### What the task requires
Wherever the string "entrance" occurs in a line of these records, report that line.

### Material provided
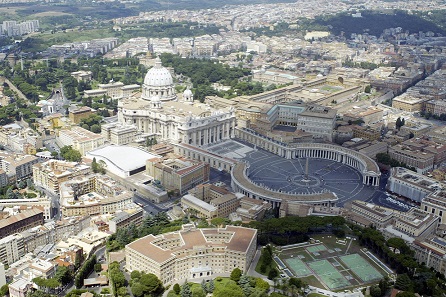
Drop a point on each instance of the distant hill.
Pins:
(374, 23)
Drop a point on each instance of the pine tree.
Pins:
(211, 286)
(185, 290)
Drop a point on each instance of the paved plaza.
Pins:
(289, 175)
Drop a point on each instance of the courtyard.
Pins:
(329, 263)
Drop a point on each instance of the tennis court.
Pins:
(329, 275)
(361, 267)
(299, 268)
(316, 248)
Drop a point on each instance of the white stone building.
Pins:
(158, 112)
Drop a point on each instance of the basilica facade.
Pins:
(158, 111)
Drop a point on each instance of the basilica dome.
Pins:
(158, 82)
(158, 76)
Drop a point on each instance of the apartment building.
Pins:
(92, 195)
(11, 249)
(119, 134)
(432, 252)
(198, 207)
(192, 253)
(435, 203)
(80, 139)
(421, 160)
(178, 173)
(410, 184)
(17, 166)
(125, 218)
(52, 173)
(252, 209)
(78, 114)
(20, 222)
(368, 214)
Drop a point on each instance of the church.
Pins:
(159, 112)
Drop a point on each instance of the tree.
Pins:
(122, 291)
(70, 154)
(177, 289)
(152, 283)
(211, 286)
(262, 284)
(230, 289)
(398, 123)
(236, 274)
(4, 290)
(135, 274)
(198, 292)
(63, 275)
(384, 285)
(405, 294)
(95, 128)
(97, 267)
(22, 184)
(403, 282)
(273, 273)
(137, 289)
(185, 290)
(375, 291)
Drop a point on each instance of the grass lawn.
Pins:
(71, 36)
(268, 268)
(312, 281)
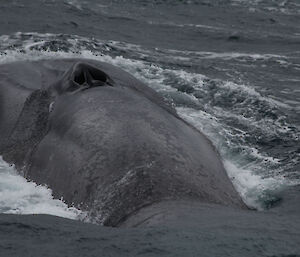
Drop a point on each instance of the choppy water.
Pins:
(231, 68)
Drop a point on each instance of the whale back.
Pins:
(107, 143)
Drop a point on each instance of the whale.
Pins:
(105, 142)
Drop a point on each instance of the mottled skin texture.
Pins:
(103, 140)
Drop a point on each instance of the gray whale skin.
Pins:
(105, 142)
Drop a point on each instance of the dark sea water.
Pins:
(230, 67)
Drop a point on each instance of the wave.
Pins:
(239, 120)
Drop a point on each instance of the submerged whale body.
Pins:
(104, 141)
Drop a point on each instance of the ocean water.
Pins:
(231, 68)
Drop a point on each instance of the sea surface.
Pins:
(229, 67)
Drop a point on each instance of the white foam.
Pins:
(18, 196)
(245, 177)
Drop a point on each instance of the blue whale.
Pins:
(103, 141)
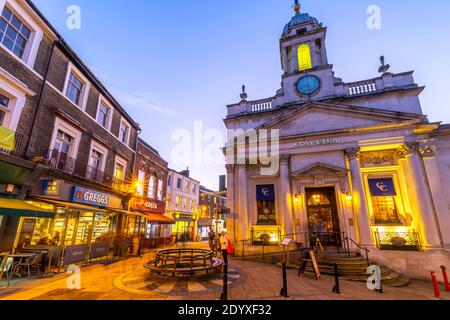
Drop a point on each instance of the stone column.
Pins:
(360, 207)
(285, 190)
(231, 223)
(427, 151)
(242, 206)
(421, 198)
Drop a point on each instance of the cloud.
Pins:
(143, 101)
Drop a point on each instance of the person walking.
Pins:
(225, 244)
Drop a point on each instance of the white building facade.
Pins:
(182, 204)
(356, 160)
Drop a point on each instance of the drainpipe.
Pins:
(41, 93)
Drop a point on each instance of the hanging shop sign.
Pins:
(90, 197)
(265, 192)
(382, 187)
(52, 187)
(143, 205)
(317, 142)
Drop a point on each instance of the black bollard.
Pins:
(224, 296)
(283, 292)
(336, 288)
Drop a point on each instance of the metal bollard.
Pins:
(437, 292)
(336, 288)
(284, 292)
(224, 296)
(444, 274)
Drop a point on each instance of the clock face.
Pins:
(308, 85)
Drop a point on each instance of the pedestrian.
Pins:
(211, 238)
(225, 244)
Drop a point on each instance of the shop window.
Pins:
(304, 57)
(385, 210)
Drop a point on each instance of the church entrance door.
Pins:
(323, 218)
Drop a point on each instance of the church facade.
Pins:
(356, 160)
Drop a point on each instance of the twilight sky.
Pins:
(172, 63)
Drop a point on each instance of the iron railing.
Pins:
(400, 241)
(62, 162)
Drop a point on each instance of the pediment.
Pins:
(319, 169)
(321, 117)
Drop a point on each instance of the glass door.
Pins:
(323, 219)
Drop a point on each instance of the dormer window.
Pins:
(14, 34)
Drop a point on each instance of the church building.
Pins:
(357, 160)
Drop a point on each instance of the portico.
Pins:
(364, 163)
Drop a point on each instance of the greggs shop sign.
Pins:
(90, 197)
(142, 205)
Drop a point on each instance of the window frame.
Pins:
(121, 161)
(108, 105)
(68, 128)
(97, 146)
(71, 69)
(37, 33)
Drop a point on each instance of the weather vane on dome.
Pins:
(297, 6)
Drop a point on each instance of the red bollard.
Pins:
(437, 292)
(444, 274)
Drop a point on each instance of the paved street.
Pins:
(128, 280)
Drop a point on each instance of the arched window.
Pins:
(304, 57)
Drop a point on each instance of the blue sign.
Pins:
(382, 187)
(265, 193)
(90, 197)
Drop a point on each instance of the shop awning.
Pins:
(159, 218)
(19, 208)
(72, 206)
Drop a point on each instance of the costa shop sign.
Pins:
(90, 197)
(147, 206)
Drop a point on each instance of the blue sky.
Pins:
(171, 63)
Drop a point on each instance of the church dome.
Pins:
(299, 18)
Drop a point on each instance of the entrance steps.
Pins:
(354, 268)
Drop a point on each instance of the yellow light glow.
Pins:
(304, 57)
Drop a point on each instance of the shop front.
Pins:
(82, 216)
(158, 227)
(184, 228)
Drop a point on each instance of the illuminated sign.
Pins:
(90, 197)
(318, 142)
(143, 205)
(382, 187)
(265, 193)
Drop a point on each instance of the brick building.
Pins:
(67, 146)
(150, 174)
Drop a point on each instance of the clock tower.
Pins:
(306, 72)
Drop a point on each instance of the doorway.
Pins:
(323, 218)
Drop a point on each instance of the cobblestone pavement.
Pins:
(128, 280)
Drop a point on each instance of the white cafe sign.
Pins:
(317, 142)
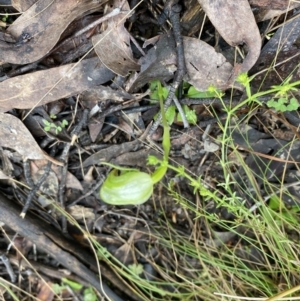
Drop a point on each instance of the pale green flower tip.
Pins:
(131, 188)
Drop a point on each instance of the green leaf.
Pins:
(46, 122)
(137, 269)
(152, 160)
(64, 123)
(128, 188)
(159, 173)
(189, 114)
(89, 295)
(72, 284)
(194, 93)
(170, 114)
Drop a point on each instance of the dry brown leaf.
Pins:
(22, 5)
(46, 293)
(14, 134)
(159, 63)
(44, 22)
(71, 180)
(29, 90)
(203, 72)
(272, 4)
(113, 45)
(3, 176)
(235, 22)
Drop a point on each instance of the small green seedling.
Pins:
(159, 92)
(58, 128)
(136, 268)
(282, 102)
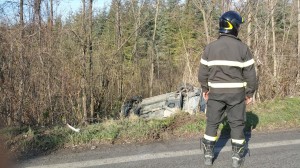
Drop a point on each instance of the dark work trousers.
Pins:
(231, 103)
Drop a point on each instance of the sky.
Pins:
(64, 8)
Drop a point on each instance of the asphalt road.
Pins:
(266, 150)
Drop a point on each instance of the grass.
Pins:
(271, 115)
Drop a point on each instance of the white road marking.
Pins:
(151, 156)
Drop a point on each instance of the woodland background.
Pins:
(81, 69)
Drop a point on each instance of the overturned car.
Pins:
(187, 98)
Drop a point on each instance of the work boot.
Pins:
(208, 151)
(237, 154)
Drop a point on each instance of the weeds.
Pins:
(265, 116)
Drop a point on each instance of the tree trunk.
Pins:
(298, 51)
(84, 77)
(90, 42)
(153, 51)
(200, 7)
(274, 54)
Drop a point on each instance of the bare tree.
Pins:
(90, 43)
(198, 4)
(153, 50)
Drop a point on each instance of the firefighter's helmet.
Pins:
(230, 23)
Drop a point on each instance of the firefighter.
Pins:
(228, 80)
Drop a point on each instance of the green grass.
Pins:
(271, 115)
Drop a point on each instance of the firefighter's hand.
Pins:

### Response box
Drop a point on each instance of the church entrance door.
Drop a point on each instance of the entrance steps.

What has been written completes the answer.